Provided text:
◇ ◇ ◇

Note for Custom Workflows: If you're using a custom workflow with different capabilities (e.g., single-image only or different prompting requirements), you should modify the edit_image function's docstring in the tool code. The docstring instructs the AI on how to use the tool and what prompting strategies work best. Adjust it to match your workflow's specific capabilities and requirements.

Multi-Image Support Status:

Qwen Edit 2509: Full support for 1-3 images (default workflow)
Flux Kontext: Single image currently; multi-image support planned for future release
Custom workflows: Depends on your workflow implementation

Qwen Image Edit Example Example of Qwen Image Edit 2509 transforming a cyberpunk dolphin into a natural mountain scene

ComfyUI ACE Step 1.5 Audio Tool

Description

Generate high-quality music using the improved ACE Step 1.5 model via ComfyUI. This tool builds upon the legacy version with enhanced control over musical elements like key, time signature, BPM, and language. It features the same beautiful embedded player and supports batch generation.

Configuration

comfyui_api_url (str): ComfyUI API endpoint (default: http://localhost:8188)
model_name (str): ACE Step 1.5 checkpoint name (default: ace_step_1.5_turbo_aio.safetensors)
batch_size (int): Number of tracks to generate per request (default: 1)
max_duration (int): Maximum song duration in seconds (default: 180)
max_number_of_steps (int): Maximum allowed sampling steps (default: 50)
max_wait_time (int): Max wait time for generation in seconds (default: 600)
workflow_json (str): ComfyUI Workflow JSON (default: ace_step_1.5_workflow)
checkpoint_node (str): Node ID for CheckpointLoaderSimple (default: "97")
text_encoder_node (str): Node ID for TextEncodeAceStepAudio1.5 (default: "94")
empty_latent_node (str): Node ID for EmptyAceStep1.5LatentAudio (default: "98")
sampler_node (str): Node ID for KSampler (default: "3")
save_node (str): Node ID for SaveAudioMP3 (default: "104")
vae_decode_node (str): Node ID for VAEDecodeAudio (default: "18")
unload_node (str): Node ID for UnloadAllModels (default: "105")
owui_base_url (str): Open WebUI base URL (default: http://localhost:3000)
save_local (bool): Save generated audio to local storage (default: True)
show_player_embed (bool): Show the embedded audio player (default: True)
unload_comfyui_models (bool): Unload models after generation using ComfyUI-Unload-Model node (default: False)

Prerequisites

ComfyUI-Unload-Model Node: To use the model unloading feature (unload_comfyui_models), you must install the ComfyUI-Unload-Model custom node in your ComfyUI instance.

Note: You can use other model unloading nodes in a custom workflow, but you must correctly configure the unload_node valve with the ID of that node.

◇ ◇ ◇

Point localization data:
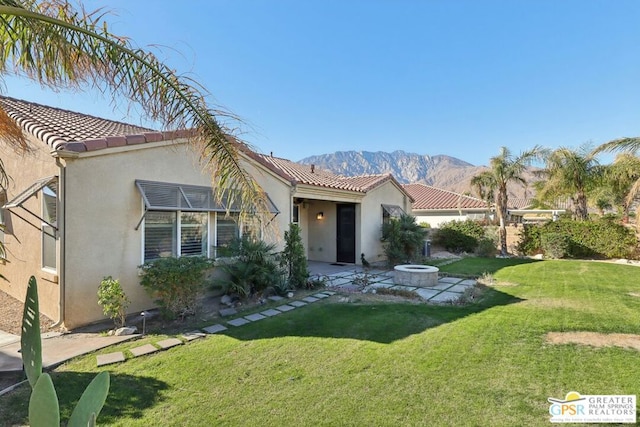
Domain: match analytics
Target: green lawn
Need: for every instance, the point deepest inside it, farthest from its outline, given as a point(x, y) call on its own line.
point(387, 364)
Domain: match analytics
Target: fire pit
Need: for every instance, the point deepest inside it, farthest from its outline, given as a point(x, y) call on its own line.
point(421, 276)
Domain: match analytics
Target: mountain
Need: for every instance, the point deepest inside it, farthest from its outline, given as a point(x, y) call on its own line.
point(441, 171)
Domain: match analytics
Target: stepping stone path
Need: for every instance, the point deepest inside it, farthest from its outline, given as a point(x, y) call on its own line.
point(144, 349)
point(169, 342)
point(107, 359)
point(448, 289)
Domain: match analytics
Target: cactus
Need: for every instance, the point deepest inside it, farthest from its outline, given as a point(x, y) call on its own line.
point(43, 403)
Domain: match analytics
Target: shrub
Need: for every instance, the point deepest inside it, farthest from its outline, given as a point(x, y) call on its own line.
point(255, 268)
point(555, 245)
point(403, 239)
point(293, 258)
point(175, 283)
point(113, 300)
point(602, 238)
point(486, 248)
point(459, 236)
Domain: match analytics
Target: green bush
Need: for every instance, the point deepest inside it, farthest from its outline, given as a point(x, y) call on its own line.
point(555, 245)
point(175, 283)
point(601, 238)
point(255, 268)
point(293, 258)
point(113, 300)
point(486, 247)
point(459, 236)
point(403, 239)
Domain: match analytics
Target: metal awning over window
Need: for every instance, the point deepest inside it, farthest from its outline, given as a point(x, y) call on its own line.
point(162, 196)
point(51, 184)
point(394, 211)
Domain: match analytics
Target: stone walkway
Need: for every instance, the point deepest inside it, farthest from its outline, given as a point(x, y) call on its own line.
point(119, 356)
point(447, 290)
point(353, 280)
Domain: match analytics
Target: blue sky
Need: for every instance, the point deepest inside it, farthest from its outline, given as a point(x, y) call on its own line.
point(453, 77)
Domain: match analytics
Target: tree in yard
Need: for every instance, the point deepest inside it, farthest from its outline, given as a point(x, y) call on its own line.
point(624, 173)
point(572, 174)
point(60, 46)
point(492, 184)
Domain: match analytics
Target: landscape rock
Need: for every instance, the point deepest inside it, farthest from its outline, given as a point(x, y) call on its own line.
point(127, 330)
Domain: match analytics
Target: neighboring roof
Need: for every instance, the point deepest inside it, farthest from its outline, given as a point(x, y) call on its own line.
point(297, 173)
point(519, 202)
point(431, 198)
point(67, 130)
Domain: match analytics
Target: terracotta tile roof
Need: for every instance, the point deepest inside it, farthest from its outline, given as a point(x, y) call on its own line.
point(519, 202)
point(67, 130)
point(427, 197)
point(297, 173)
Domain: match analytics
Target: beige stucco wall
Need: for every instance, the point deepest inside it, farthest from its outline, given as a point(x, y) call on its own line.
point(103, 208)
point(371, 217)
point(22, 241)
point(435, 219)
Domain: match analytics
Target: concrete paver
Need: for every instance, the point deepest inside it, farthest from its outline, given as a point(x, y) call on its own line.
point(193, 335)
point(238, 322)
point(214, 329)
point(143, 349)
point(445, 297)
point(169, 342)
point(271, 312)
point(107, 359)
point(255, 317)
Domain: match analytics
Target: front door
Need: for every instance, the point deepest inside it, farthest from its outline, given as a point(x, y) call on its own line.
point(346, 233)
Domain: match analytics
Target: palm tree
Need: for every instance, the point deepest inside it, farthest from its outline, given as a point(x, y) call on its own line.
point(492, 183)
point(60, 46)
point(626, 168)
point(573, 174)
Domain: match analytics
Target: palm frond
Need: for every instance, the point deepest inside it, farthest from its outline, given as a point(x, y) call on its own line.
point(58, 46)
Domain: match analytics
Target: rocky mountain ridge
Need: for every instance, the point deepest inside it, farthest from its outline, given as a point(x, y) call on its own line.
point(441, 171)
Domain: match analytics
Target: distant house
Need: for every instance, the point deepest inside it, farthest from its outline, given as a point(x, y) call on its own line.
point(95, 197)
point(436, 206)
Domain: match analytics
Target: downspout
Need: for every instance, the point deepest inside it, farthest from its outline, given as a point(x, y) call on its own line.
point(62, 231)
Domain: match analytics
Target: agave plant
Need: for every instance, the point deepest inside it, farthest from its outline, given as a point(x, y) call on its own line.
point(43, 403)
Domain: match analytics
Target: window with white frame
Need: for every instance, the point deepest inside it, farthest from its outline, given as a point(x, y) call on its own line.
point(186, 220)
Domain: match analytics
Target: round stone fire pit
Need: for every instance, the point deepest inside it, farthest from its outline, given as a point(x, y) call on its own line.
point(421, 276)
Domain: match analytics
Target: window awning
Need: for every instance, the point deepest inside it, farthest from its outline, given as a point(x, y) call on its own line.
point(163, 196)
point(173, 197)
point(394, 211)
point(51, 182)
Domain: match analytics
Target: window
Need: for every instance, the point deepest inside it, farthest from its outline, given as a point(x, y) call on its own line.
point(391, 211)
point(296, 214)
point(50, 217)
point(193, 233)
point(177, 218)
point(227, 229)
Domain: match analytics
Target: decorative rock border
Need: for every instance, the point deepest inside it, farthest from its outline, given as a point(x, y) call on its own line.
point(117, 357)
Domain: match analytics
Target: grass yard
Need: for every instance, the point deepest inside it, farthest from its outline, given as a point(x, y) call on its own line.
point(345, 364)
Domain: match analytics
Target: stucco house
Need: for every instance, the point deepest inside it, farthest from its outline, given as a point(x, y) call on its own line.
point(95, 197)
point(435, 206)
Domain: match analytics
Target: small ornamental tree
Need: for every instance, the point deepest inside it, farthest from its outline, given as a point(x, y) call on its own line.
point(293, 258)
point(175, 283)
point(113, 300)
point(402, 239)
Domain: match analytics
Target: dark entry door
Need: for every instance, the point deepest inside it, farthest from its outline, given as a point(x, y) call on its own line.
point(346, 233)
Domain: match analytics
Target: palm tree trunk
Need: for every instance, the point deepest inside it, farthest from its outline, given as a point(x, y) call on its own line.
point(501, 207)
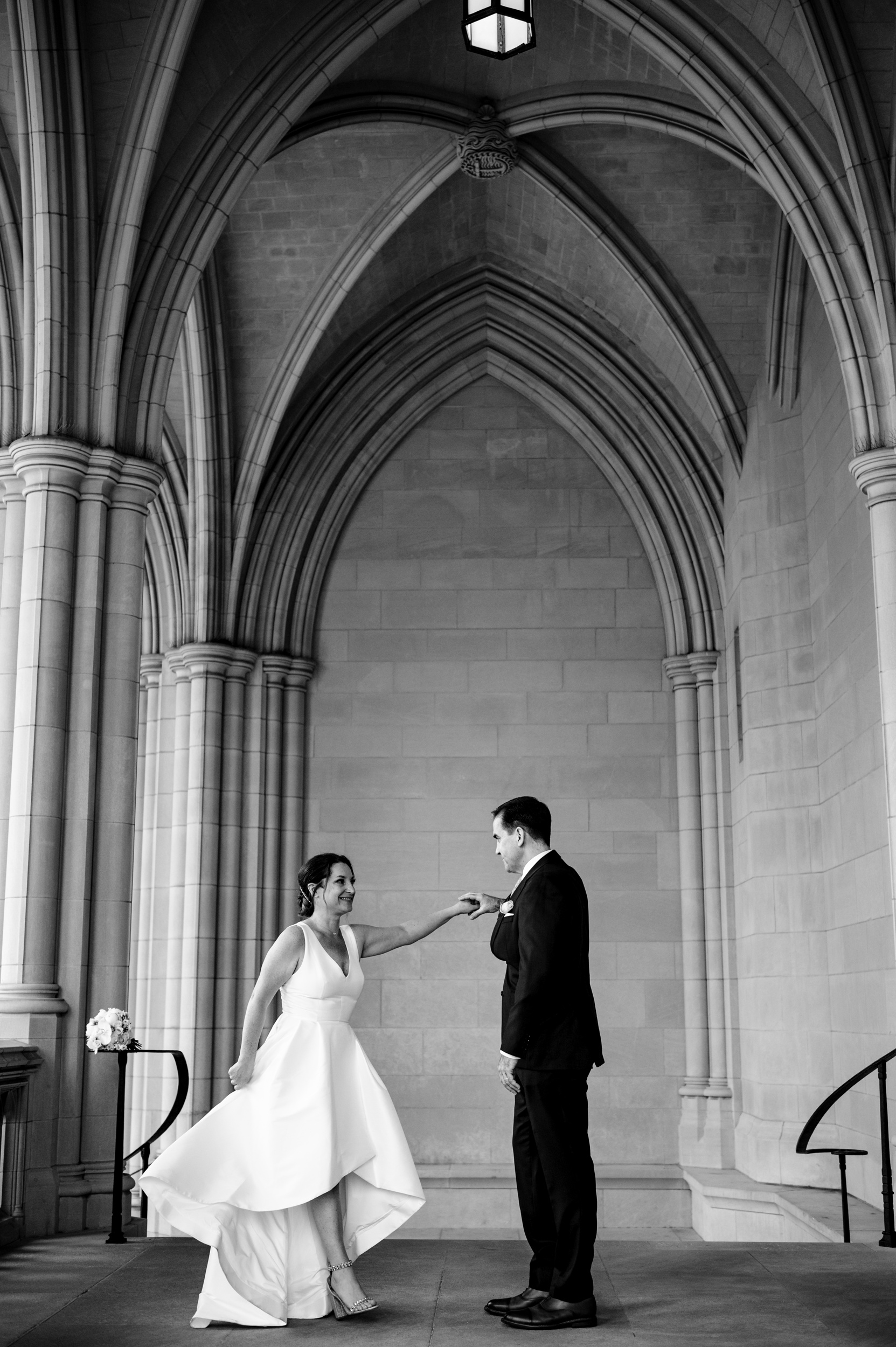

◇ ◇ ◇

Activities:
• A. Summarize the ComfyUI tool documentation in three sentences.
• B. Carry the ComfyUI tool documentation forward past its final note on model unloading nodes.

Outputs in order:
• A. For custom workflows, the edit_image function's docstring should be adjusted to match the workflow's capabilities, since it tells the AI how to use the tool. Qwen Edit 2509 fully supports 1-3 images, Flux Kontext currently handles a single image with multi-image support planned, and support in custom workflows depends on their implementation. The ACE Step 1.5 Audio Tool generates music through ComfyUI with control over key, time signature, BPM, and language, offers settings such as the API URL, model name, batch size, and node IDs, and needs the ComfyUI-Unload-Model custom node for model unloading, though another unloading node can be used if the unload_node valve holds its ID.

• B.
User Configuration (Per-User Valves)

Users can customize these settings for their individual sessions by clicking the "Valves" icon in the chat interface:

generate_audio_codes (bool): Enable/disable audio code generation. Disabling it (Fast Mode) speeds up generation but may reduce quality (default: True)
steps (int): Number of sampling steps for generation. Higher values may improve quality but take longer (default: 8, capped by Admin max_number_of_steps)
seed (int): Random seed for generation. Set to -1 for random, or a specific number for reproducible results (default: -1)

Usage

Example:

Generate a "cyberpunk, darkwave" song about "AI takeover" in E minor, 140 BPM, duration 60s

Advanced Features:

ACE Step 1.5 Audio Player

Control Key Scale (e.g., "C Major", "F# Minor")
Set Time Signature (e.g., 4/4, 3/4)
Choose Language (e.g., "en", "ja", "zh")

Features

New in 1.5: Key scale, time signature, language support, and improved audio quality
Batch Generation: Generate multiple variations at once
Embedded Player: Sleek, transparent player with lyrics and waveform visualization
Customizable: Full control over generation parameters

ComfyUI ACE Step Audio Tool (Legacy)

Description

Generate music using the ACE Step AI model via ComfyUI. This tool lets you create songs from tags and lyrics, with full control over the workflow JSON and node numbers. Features a beautiful, transparent custom audio player with play/pause controls, progress tracking, volume adjustment, and a clean scrollable lyrics display. Designed for advanced music generation and can be customized for different genres and moods.

Configuration

comfyui_api_url (str): ComfyUI API endpoint (e.g., http://localhost:8188)
model_name (str): Model checkpoint to use (default: ACE_STEP/ace_step_v1_3.5b.safetensors)
workflow_json (str): Full ACE Step workflow JSON as a string. Use {tags}, {lyrics}, and {model_name} as placeholders.
tags_node (str): Node number for the tags input (default: "14")
lyrics_node (str): Node number for the lyrics input (default: "14")
model_node (str): Node number for the model checkpoint input (default: "40")
save_local (bool): Copy the generated song to Open WebUI storage backend (default: True)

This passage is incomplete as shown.